(Spatial annotation records)
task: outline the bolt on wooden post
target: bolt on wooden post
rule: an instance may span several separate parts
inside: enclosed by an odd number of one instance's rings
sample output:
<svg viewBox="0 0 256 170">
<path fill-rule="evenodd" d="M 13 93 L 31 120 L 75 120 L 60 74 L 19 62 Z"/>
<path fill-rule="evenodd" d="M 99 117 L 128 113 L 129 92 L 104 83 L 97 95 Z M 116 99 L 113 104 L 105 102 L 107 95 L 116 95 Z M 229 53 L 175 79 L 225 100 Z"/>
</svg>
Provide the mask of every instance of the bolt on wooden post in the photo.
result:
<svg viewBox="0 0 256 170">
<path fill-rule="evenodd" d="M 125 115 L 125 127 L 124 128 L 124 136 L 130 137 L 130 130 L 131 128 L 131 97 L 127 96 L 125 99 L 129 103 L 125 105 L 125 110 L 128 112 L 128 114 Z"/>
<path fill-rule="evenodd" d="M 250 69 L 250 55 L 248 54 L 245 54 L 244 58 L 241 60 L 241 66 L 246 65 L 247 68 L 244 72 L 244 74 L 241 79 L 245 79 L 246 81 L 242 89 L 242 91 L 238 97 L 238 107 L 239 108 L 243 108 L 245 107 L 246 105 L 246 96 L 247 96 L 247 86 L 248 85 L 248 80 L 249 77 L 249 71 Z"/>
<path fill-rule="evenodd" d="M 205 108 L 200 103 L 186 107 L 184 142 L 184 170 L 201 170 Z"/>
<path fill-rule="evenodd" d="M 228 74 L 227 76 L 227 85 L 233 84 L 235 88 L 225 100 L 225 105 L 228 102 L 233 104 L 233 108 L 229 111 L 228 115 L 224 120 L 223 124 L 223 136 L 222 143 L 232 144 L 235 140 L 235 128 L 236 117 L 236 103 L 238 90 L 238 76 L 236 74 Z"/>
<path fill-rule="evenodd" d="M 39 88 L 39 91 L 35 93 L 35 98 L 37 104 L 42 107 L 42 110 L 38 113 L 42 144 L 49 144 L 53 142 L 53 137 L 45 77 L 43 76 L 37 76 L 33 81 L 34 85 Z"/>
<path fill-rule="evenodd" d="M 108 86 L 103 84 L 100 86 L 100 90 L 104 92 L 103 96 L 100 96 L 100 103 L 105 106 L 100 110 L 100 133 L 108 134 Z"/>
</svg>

◆ **EXERCISE BRIEF**
Please reproduce every line of the records above, character for character, with nothing left out or altered.

◆ **CORRECT OUTPUT**
task: outline the bolt on wooden post
target: bolt on wooden post
rule: an instance may span several separate parts
inside: enclosed by an odd number of one instance's rings
sample output:
<svg viewBox="0 0 256 170">
<path fill-rule="evenodd" d="M 13 93 L 31 120 L 75 120 L 60 74 L 19 62 Z"/>
<path fill-rule="evenodd" d="M 99 117 L 128 113 L 129 92 L 104 83 L 97 95 Z M 116 99 L 113 104 L 105 102 L 107 95 L 116 95 Z M 229 53 L 175 79 L 225 100 Z"/>
</svg>
Provide the mask of every instance of the bolt on wooden post in the photo.
result:
<svg viewBox="0 0 256 170">
<path fill-rule="evenodd" d="M 125 115 L 125 127 L 124 128 L 124 136 L 130 137 L 130 130 L 131 128 L 131 97 L 127 96 L 125 99 L 129 103 L 125 105 L 125 110 L 128 112 L 128 114 Z"/>
<path fill-rule="evenodd" d="M 250 69 L 250 55 L 248 54 L 245 54 L 244 58 L 241 60 L 241 66 L 246 65 L 247 68 L 244 72 L 244 74 L 241 79 L 245 79 L 246 81 L 242 89 L 242 91 L 238 97 L 238 107 L 239 108 L 243 108 L 245 107 L 246 105 L 246 96 L 247 96 L 247 86 L 248 85 L 248 80 L 249 77 L 249 71 Z"/>
<path fill-rule="evenodd" d="M 205 108 L 200 103 L 186 107 L 184 142 L 184 170 L 201 170 Z"/>
<path fill-rule="evenodd" d="M 228 74 L 227 76 L 227 85 L 233 84 L 235 88 L 225 100 L 225 105 L 228 102 L 233 104 L 233 108 L 229 111 L 228 115 L 224 120 L 223 124 L 223 136 L 222 143 L 232 144 L 235 140 L 235 128 L 236 117 L 236 103 L 238 90 L 238 76 L 236 74 Z"/>
<path fill-rule="evenodd" d="M 39 88 L 39 91 L 35 93 L 35 98 L 37 104 L 42 107 L 42 110 L 38 113 L 42 144 L 49 144 L 53 142 L 53 137 L 45 77 L 43 76 L 37 76 L 33 81 L 34 85 Z"/>
<path fill-rule="evenodd" d="M 108 86 L 103 84 L 100 86 L 100 90 L 104 92 L 103 96 L 100 96 L 100 103 L 105 106 L 100 110 L 100 133 L 108 134 Z"/>
</svg>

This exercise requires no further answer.